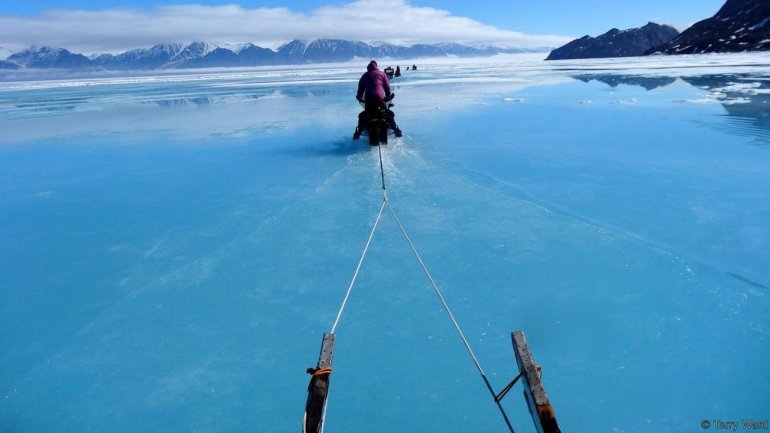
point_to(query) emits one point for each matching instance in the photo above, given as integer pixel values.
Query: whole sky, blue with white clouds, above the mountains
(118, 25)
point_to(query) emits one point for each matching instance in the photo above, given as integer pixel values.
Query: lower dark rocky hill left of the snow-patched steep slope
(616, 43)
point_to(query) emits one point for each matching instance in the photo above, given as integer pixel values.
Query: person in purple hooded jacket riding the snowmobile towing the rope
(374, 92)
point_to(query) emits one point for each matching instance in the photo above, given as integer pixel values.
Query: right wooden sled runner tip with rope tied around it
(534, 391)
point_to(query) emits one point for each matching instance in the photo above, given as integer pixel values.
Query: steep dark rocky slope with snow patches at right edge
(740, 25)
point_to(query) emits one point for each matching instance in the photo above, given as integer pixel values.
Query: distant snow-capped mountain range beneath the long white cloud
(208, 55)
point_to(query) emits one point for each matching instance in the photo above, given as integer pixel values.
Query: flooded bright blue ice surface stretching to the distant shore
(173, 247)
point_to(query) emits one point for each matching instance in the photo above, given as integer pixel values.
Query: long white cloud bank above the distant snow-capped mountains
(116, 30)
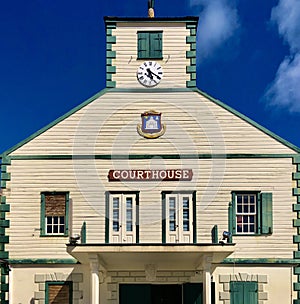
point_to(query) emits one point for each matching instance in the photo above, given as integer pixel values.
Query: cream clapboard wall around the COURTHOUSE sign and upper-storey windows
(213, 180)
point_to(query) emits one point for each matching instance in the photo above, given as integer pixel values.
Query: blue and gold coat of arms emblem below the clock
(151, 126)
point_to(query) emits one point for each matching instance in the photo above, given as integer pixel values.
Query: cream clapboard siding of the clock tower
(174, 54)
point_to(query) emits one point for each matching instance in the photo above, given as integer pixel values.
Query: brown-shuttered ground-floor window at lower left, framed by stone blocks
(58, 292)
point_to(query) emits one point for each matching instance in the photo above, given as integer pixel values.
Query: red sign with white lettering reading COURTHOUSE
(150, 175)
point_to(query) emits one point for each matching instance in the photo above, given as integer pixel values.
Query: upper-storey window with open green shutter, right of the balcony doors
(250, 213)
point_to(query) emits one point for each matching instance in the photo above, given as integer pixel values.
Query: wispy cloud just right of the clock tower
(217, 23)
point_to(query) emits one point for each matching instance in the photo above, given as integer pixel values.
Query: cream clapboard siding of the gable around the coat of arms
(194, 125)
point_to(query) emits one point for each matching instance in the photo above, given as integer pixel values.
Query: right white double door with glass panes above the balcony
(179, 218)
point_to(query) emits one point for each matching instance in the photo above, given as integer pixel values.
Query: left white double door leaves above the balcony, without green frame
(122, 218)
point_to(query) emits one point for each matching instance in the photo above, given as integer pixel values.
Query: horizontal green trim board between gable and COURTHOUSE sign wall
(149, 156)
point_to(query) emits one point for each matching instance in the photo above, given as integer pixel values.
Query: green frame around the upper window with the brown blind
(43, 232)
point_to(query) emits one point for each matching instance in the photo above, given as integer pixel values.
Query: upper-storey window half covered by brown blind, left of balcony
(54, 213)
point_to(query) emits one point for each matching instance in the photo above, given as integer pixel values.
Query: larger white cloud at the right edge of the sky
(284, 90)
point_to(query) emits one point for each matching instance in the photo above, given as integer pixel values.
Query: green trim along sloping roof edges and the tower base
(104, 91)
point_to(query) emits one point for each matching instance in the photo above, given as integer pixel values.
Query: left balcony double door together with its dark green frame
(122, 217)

Required work:
All of the data is to be returned exactly, with no pictures included.

Your solution:
point_to(query) emits one point for each matching instance in the photo above, given as integer pixel values.
Query: whole sky, blue with white clouds, above the mountains
(118, 25)
point_to(query) emits one point for each matching instance in the photo above, given as integer pixel values.
Query: lower dark rocky hill left of the snow-patched steep slope
(616, 43)
point_to(query) emits one point for each matching instance in the photo above, given as integer pixel values.
Query: person in purple hooded jacket riding the snowmobile towing the rope
(374, 92)
point_to(query) emits one point for each matching instance in the photo above, given as integer pixel values.
Query: right wooden sled runner tip with rope tied around it
(534, 391)
point_to(query) emits one point for each matching instance in the photo above, given as integer pixel values.
Query: steep dark rocky slope with snow patches at right edge
(740, 25)
point_to(query) emits one point for each matching instance in the photo above, given as integer pixel values.
Query: distant snow-capped mountain range beneath the long white cloud
(208, 55)
point_to(query) emits one point for each matching instance in the photo above, given as integer pixel values.
Query: flooded bright blue ice surface stretching to the distant shore
(173, 247)
point_to(query) emits one point for each matching instance in the photo above, given as integer pixel values.
Query: long white cloud bank above the distant snow-capped mountains
(116, 30)
point_to(query) emits one point for each matching instance in the photo above, given as integer pixel values.
Query: cream clapboard wall around the COURTHOUSE sign and upper-storey windows
(213, 180)
point_to(query) emits one point for each matching instance in the photo above, given as integer pixel values.
Query: blue and gold coat of arms emblem below the clock
(151, 126)
point_to(query) emits one point for each matching instance in the photo above, given as integer pixel values.
Query: cream clapboard siding of the clock tower
(174, 54)
point_to(query) emits one point for each matching instance in the photo above, given as integer pixel values.
Query: brown-shuttered ground-floor window at lower left, framed by stone blocks
(58, 292)
point_to(query) emits one point for each matching instance in the photo above, given as integer pixel values.
Query: red sign with white lettering reading COURTHOUSE
(150, 175)
point_to(query) emits one point for each matching instance in the photo above, given as integer pixel values.
Query: upper-storey window with open green shutter, right of the balcony doors
(250, 213)
point_to(query) emits one point for each matching instance in the photo above, given as integer pixel values.
Query: wispy cloud just right of the clock tower
(217, 23)
point_to(query) emits one point for each matching instance in the photo above, given as integer pixel values.
Query: cream clapboard siding of the gable around the coat of arms
(194, 125)
point_to(query) emits one point for each matching instance in the photo above, given as integer pixel values.
Query: right white double door with glass panes above the balcony
(179, 218)
point_to(query) emits one point for each matching instance in the photo above, given as integer pixel values.
Query: left white double door leaves above the balcony, without green frame
(122, 218)
point_to(query) emits one point for each matching instance in the photo above, given as integer pixel values.
Query: horizontal green trim board between gable and COURTHOUSE sign wall
(149, 156)
point_to(query) emits one point for each matching instance in the photo above, given as integer pixel values.
Query: green frame around the upper window with the brown blind
(43, 232)
point_to(query) emits one point for each matching instance in the photo above, given as integer pixel values.
Query: upper-storey window half covered by brown blind, left of balcony
(54, 213)
point_to(query) emits one point for each matching instance in the photo above, given as integer pixel values.
Query: larger white cloud at the right edge of the sky
(284, 90)
point_to(query) emits one point for each matching instance in the photo above, given as integer pixel values.
Query: green trim along sloping roof edges and the tower base
(104, 91)
point_to(query) emits one point for each matching instance in the photo above, given as integer pixel values.
Query: left balcony double door together with its dark green frame
(122, 217)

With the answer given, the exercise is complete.